__Available records__:

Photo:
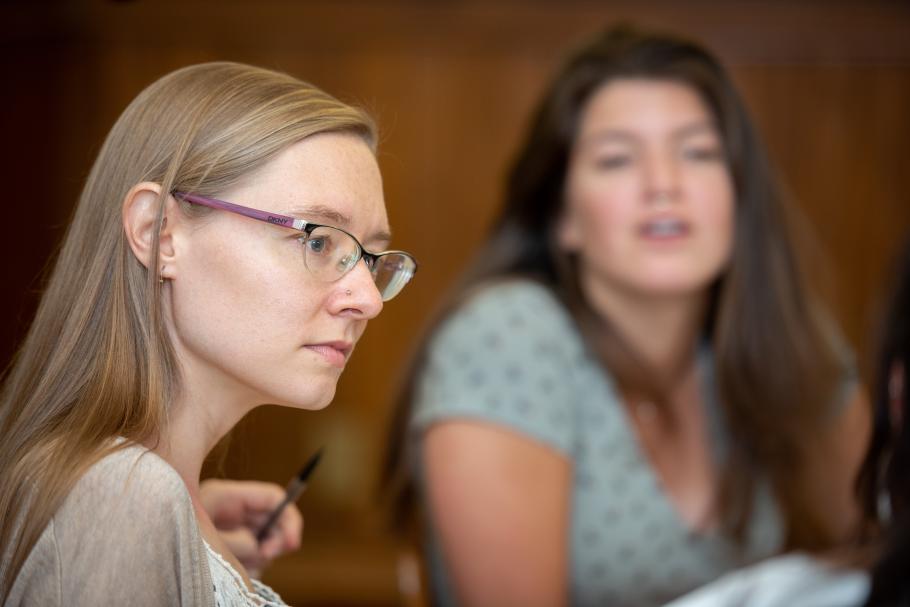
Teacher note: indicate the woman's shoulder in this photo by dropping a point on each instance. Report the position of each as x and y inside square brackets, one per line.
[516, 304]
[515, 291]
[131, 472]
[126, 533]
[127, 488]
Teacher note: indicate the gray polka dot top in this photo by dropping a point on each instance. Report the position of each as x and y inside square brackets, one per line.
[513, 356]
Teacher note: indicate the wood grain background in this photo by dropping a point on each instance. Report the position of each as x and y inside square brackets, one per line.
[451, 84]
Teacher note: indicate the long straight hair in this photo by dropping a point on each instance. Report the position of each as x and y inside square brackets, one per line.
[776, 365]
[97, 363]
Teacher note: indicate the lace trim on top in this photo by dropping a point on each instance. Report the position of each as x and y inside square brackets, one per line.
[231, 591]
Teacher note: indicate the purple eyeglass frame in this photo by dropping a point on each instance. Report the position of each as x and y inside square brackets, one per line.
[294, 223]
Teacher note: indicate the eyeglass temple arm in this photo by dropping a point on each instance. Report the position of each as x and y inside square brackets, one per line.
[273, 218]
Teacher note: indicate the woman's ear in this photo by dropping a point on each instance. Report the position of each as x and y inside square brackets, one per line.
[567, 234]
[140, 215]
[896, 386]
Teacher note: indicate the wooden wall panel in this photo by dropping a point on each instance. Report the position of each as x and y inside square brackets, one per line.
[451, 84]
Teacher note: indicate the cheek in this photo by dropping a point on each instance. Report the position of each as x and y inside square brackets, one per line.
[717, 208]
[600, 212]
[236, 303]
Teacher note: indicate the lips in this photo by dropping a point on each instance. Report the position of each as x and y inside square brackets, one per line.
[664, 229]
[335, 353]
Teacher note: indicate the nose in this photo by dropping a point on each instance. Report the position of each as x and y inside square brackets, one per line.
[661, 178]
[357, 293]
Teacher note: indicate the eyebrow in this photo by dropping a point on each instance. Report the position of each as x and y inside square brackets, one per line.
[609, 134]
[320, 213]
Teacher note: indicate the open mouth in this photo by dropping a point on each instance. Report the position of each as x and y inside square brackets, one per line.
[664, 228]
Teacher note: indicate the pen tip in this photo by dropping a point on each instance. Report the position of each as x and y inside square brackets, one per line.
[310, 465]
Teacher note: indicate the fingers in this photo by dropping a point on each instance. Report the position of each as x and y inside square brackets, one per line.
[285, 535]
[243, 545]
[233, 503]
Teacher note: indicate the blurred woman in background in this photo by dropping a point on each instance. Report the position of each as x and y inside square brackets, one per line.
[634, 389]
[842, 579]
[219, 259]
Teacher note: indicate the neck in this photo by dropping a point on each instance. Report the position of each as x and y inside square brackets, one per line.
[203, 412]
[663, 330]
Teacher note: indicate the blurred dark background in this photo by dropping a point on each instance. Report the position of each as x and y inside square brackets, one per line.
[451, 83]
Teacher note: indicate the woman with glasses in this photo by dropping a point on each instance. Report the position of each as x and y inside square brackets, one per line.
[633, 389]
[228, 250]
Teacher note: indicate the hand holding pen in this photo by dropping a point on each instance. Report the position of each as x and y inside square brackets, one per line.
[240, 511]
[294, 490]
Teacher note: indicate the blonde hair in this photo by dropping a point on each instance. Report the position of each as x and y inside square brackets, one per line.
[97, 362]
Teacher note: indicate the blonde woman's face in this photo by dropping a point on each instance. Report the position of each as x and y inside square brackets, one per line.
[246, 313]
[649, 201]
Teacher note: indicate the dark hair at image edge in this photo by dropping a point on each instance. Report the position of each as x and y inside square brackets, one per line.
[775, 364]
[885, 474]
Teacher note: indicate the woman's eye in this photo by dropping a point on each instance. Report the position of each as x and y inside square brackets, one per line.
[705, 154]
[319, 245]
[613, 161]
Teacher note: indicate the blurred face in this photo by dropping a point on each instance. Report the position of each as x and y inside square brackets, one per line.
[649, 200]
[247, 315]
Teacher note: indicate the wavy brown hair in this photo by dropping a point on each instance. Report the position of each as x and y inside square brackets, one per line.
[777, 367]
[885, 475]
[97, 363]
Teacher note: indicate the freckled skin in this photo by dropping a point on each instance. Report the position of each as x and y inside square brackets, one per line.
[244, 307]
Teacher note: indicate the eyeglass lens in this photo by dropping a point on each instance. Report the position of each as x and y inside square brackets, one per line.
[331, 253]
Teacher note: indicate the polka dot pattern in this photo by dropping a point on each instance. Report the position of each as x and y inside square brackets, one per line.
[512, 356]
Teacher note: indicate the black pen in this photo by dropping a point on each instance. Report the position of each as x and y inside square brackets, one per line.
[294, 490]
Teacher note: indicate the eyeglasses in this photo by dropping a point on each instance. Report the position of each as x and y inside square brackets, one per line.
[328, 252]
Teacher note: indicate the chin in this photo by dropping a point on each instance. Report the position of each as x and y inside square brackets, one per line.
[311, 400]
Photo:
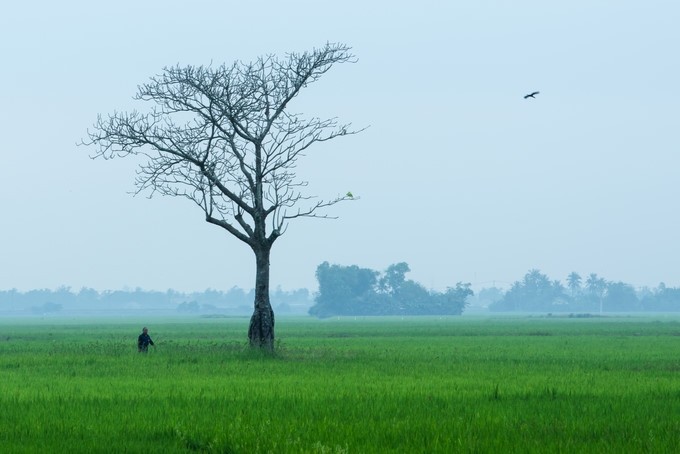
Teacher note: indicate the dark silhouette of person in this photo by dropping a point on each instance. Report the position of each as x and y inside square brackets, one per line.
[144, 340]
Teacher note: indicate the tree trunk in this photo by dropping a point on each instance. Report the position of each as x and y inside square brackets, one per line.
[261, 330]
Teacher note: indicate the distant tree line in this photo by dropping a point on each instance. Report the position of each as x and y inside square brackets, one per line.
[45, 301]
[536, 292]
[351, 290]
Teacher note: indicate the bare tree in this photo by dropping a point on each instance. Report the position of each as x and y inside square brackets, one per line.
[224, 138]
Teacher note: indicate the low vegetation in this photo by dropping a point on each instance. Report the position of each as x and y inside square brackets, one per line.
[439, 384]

---

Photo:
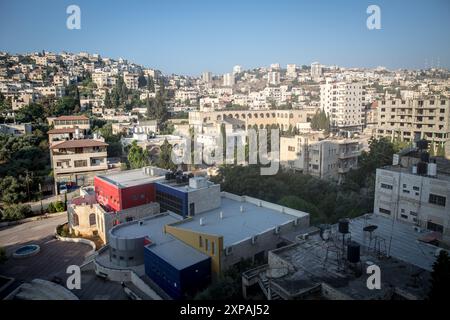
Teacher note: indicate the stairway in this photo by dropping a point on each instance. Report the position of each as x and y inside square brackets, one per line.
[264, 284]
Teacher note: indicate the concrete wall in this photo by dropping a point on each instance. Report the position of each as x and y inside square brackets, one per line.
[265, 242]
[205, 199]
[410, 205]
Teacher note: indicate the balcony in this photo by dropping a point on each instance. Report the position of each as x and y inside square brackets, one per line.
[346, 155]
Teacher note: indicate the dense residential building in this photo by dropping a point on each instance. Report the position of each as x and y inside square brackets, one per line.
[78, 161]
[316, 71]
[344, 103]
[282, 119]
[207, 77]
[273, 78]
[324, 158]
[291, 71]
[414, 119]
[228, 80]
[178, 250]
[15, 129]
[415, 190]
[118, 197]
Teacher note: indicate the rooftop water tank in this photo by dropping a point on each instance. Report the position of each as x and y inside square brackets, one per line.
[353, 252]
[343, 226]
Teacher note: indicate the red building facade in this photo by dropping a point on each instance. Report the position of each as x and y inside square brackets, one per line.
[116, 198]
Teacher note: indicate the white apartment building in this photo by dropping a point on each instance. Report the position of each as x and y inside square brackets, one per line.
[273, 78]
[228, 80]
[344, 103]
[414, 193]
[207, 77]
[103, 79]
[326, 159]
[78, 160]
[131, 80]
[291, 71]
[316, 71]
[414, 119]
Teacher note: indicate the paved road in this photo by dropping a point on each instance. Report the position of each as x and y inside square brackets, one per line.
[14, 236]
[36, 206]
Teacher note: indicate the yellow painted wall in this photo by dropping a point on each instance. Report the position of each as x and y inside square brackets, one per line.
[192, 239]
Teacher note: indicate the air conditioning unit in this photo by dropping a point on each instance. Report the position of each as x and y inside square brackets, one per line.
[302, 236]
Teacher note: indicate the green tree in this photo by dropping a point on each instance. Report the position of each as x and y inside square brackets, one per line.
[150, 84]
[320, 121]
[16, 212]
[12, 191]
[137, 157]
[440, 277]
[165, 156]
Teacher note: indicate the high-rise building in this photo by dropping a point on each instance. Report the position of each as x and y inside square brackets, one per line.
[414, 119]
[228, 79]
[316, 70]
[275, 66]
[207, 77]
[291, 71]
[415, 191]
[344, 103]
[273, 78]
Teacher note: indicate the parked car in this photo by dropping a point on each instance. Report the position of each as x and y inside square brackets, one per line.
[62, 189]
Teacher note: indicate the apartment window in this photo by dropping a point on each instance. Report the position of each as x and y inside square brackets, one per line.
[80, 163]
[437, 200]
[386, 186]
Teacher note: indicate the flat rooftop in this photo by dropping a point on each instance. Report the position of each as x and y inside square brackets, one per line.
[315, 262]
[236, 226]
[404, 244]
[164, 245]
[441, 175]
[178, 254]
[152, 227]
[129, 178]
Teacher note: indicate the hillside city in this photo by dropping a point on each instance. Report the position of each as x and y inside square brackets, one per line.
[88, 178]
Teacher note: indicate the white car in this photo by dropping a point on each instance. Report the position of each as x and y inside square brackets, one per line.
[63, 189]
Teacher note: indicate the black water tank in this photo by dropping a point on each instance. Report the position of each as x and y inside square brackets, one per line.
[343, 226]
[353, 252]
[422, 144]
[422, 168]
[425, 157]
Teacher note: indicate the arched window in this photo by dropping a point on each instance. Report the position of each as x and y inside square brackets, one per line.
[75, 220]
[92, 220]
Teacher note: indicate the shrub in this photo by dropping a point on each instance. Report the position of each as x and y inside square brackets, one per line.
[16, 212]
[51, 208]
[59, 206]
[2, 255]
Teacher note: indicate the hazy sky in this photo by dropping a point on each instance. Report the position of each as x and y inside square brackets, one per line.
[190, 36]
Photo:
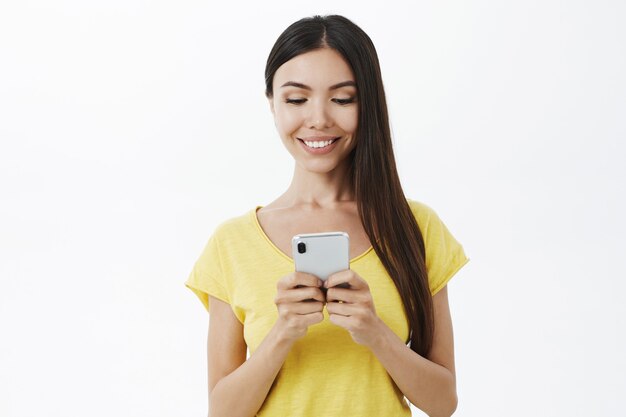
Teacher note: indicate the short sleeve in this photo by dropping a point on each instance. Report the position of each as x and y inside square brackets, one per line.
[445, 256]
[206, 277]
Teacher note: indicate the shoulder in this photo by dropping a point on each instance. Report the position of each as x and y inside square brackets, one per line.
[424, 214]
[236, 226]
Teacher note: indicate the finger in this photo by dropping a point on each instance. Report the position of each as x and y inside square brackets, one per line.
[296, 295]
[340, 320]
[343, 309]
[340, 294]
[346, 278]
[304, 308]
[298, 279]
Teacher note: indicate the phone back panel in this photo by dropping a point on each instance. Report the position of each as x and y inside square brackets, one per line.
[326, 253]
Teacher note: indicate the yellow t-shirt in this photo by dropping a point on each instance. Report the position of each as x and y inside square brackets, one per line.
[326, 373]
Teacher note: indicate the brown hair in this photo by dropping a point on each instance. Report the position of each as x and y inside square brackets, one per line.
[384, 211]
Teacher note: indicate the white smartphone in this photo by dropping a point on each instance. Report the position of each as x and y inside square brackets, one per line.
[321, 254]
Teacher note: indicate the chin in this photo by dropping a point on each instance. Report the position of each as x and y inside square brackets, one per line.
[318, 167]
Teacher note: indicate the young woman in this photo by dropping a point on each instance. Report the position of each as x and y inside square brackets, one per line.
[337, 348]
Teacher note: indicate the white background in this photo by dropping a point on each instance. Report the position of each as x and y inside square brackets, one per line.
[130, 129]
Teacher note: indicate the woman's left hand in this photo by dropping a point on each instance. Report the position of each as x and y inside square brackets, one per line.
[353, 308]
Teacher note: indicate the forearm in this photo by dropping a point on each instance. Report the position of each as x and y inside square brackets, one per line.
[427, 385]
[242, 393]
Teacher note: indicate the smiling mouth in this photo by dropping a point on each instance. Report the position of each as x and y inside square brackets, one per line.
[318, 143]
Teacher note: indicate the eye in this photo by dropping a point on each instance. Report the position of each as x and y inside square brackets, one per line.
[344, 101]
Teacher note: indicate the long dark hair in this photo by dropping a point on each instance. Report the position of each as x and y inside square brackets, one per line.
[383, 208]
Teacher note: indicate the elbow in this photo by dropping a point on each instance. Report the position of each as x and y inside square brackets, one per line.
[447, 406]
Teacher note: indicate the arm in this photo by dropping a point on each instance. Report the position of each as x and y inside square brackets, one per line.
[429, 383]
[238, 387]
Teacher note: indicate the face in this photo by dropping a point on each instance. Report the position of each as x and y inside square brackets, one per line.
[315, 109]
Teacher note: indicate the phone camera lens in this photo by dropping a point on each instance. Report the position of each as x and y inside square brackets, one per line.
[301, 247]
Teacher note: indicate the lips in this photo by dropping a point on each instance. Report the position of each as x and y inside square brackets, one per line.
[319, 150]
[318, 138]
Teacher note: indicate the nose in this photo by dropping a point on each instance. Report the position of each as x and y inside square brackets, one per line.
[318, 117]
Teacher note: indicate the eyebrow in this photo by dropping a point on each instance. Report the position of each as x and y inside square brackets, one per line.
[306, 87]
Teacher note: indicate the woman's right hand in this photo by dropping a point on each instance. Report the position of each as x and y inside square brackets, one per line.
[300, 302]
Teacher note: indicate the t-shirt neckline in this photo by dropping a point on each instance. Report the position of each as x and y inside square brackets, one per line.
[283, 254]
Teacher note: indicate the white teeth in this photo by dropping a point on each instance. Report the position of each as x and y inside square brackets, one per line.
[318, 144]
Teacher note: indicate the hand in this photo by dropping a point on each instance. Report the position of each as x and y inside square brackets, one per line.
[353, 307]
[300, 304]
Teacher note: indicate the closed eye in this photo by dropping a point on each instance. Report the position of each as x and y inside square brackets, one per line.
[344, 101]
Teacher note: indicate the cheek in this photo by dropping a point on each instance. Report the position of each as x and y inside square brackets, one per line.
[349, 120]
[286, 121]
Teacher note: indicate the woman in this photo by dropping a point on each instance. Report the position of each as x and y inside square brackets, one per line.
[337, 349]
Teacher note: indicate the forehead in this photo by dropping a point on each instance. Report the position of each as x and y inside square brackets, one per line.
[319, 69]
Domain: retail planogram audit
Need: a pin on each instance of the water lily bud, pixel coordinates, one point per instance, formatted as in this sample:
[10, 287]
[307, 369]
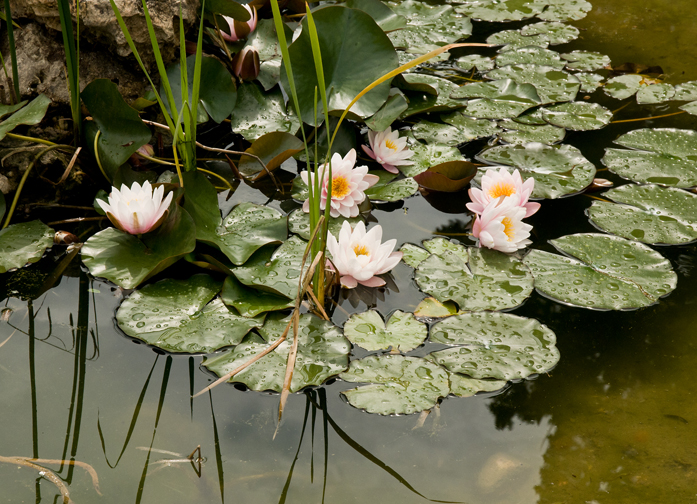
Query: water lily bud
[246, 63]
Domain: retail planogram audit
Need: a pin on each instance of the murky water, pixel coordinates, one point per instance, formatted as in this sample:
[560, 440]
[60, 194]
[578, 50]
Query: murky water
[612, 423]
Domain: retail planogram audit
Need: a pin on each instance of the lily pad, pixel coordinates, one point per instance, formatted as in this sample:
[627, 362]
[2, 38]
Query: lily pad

__Your instructions__:
Go over the entries above and say how many lines hold the string "pixel", with no other text.

__Exercise response__:
3